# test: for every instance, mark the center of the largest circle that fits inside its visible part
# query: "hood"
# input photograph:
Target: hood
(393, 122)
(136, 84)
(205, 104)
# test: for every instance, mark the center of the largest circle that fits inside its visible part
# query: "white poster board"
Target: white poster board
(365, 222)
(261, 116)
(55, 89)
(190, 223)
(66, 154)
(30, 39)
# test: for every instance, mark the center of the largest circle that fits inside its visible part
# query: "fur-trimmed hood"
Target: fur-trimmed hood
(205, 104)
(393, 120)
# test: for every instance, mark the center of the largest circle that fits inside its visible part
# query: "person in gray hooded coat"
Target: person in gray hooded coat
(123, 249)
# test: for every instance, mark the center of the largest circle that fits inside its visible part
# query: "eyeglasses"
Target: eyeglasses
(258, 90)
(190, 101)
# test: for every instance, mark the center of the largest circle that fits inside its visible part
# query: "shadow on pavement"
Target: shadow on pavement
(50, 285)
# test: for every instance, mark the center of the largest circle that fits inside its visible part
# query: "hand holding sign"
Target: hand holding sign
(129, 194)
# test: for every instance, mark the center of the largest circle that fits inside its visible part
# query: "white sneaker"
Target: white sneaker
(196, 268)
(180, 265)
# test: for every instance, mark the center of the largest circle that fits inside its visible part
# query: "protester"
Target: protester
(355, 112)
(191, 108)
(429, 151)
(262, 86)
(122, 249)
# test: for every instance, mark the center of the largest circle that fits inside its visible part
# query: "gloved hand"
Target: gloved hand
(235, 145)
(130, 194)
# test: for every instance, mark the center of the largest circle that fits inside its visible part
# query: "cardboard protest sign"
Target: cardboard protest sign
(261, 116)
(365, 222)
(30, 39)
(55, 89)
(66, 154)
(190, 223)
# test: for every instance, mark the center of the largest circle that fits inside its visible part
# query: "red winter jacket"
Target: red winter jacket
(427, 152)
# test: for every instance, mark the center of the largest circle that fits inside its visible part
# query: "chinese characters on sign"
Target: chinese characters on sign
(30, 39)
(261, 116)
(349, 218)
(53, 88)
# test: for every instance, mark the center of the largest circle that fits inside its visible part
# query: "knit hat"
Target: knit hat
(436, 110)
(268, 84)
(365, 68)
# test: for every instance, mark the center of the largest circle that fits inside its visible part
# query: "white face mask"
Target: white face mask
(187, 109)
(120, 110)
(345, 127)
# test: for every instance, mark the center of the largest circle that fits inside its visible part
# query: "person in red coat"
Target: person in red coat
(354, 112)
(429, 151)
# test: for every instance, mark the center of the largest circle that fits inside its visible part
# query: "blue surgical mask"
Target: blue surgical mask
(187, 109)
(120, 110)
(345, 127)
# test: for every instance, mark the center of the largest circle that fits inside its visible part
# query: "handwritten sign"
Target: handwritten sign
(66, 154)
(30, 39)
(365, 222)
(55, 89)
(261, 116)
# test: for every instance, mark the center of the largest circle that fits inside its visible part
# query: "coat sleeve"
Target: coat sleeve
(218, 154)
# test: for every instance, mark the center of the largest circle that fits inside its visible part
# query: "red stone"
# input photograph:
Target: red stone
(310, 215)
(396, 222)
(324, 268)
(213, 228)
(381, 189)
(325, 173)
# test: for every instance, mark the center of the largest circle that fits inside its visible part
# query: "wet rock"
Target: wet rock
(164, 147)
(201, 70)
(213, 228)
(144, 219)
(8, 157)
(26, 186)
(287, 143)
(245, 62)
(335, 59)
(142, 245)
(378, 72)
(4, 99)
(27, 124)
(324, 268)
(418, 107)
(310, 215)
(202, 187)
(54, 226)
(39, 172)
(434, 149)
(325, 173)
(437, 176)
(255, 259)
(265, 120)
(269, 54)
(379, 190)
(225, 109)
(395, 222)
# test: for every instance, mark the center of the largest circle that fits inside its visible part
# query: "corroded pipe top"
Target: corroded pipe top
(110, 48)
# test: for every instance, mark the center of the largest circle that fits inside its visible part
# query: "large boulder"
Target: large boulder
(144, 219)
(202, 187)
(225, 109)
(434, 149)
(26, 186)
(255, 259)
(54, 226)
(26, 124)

**What is expected:** An exact copy of the listing above is what is wanted.

**Answer:**
# test: for every instance, mark the center of the largest circle that fits inside its visible part
# query: "hood"
# input photograph:
Target: hood
(393, 122)
(136, 84)
(205, 104)
# test: for every instance, mark the center of the largest circle that fits inside its visible part
# query: "white poster board"
Target: white poster board
(365, 222)
(261, 116)
(55, 89)
(190, 223)
(66, 154)
(30, 39)
# test: for every instance, mark the center of the largest circle that fits inside its visible part
# query: "fur-trimmed hood"
Target: fur-trimmed hood
(205, 104)
(393, 120)
# test: for every instance, mark the center of the largest circle that fits inside its visible part
# query: "person in gray hooded coat"
Target: person in gray hooded coat
(123, 249)
# test: for every instance, mark the center of the largest circle that fits inside its visible part
# query: "eyeglasses"
Target: eyeglasses
(258, 90)
(190, 101)
# test: for every instance, mark the center of the largest circle that fits inside its visible part
# query: "shadow on pavement"
Target: shadow on pavement
(50, 285)
# test: for every instance, mark the center of the largest circle that fits inside its visible part
# query: "hand holding sign"
Target: hand holding sign
(129, 194)
# test: for every instance, mark the center of the largest circle that fits inside its visible part
# query: "white sneaker"
Target: white sneaker
(196, 268)
(180, 265)
# test: for every instance, mark the center of the largest circle that fits inside its visible part
# query: "protester"
Target: protester
(355, 112)
(191, 108)
(429, 151)
(262, 86)
(122, 249)
# test: for every instance, mark the center of the largest circle that fits inside its visible part
# query: "gloved hand"
Target: gloved hand
(235, 145)
(130, 194)
# test: for every instance, mark the center of the largest circle that fits inside its visible part
# query: "cardboard protest sign"
Target: cardboard protest sign
(261, 116)
(365, 222)
(30, 39)
(55, 89)
(66, 154)
(190, 223)
# test: for every instance, mark the center of the largest circle that fits inside its visible part
# query: "red winter jacket"
Target: red winter jacket
(427, 152)
# test: for every instance, mark the center of the largest circle that fits inside its visible part
# query: "chinese characters on sign"
Target: chinese characters on sign
(30, 39)
(261, 116)
(349, 218)
(53, 88)
# test: for every instance, mark the center of the largest circle that fits inside its visible part
# query: "knit hat"
Target: knit hat
(436, 110)
(268, 84)
(365, 68)
# test: for every instance, mark the center of the largest circle that fits inside its visible part
# query: "white face mask"
Target: white face mask
(187, 109)
(120, 110)
(345, 127)
# test: for every instance, mark the center of the largest circle that fits inside its visible part
# query: "person in red coat"
Target: person in red coat
(354, 112)
(429, 151)
# test: for every instance, mark the center of the largest circle that fits inside its visible part
# query: "blue surgical mask"
Target: blue surgical mask
(187, 109)
(120, 110)
(345, 127)
# test: for every instance, mark the center of the largest circle that fits inside its visible part
# query: "handwritten sign"
Target: handwritten sign
(66, 154)
(30, 39)
(365, 222)
(55, 89)
(261, 116)
# test: for every instance, mark the center of the largest circle that fits inside its visible part
# query: "coat sleeve"
Target: coat sleeve
(218, 154)
# test: for every instance, mark the center of the largest circle that fits inside its visible part
# query: "red stone"
# input photograph:
Target: red stone
(310, 215)
(396, 222)
(324, 268)
(213, 228)
(381, 189)
(325, 173)
# test: for every instance, mark the center of the largest circle that fits inside its visible part
# query: "wet rock"
Target: wet rock
(164, 147)
(201, 70)
(213, 228)
(144, 219)
(8, 157)
(26, 186)
(287, 143)
(245, 62)
(335, 59)
(142, 245)
(378, 72)
(4, 99)
(27, 124)
(324, 268)
(418, 107)
(310, 215)
(202, 187)
(54, 226)
(39, 172)
(434, 149)
(325, 173)
(437, 176)
(255, 259)
(265, 120)
(269, 54)
(379, 190)
(225, 109)
(395, 222)
# test: for every instance, mark the center of the largest circle that fits inside its visible part
# query: "corroded pipe top"
Target: corroded pipe top
(110, 48)
# test: for every instance, mark the center of the largest circle that fits inside its visible part
# query: "large boulder"
Target: large boulder
(144, 219)
(202, 187)
(225, 109)
(434, 149)
(26, 186)
(255, 259)
(54, 226)
(26, 124)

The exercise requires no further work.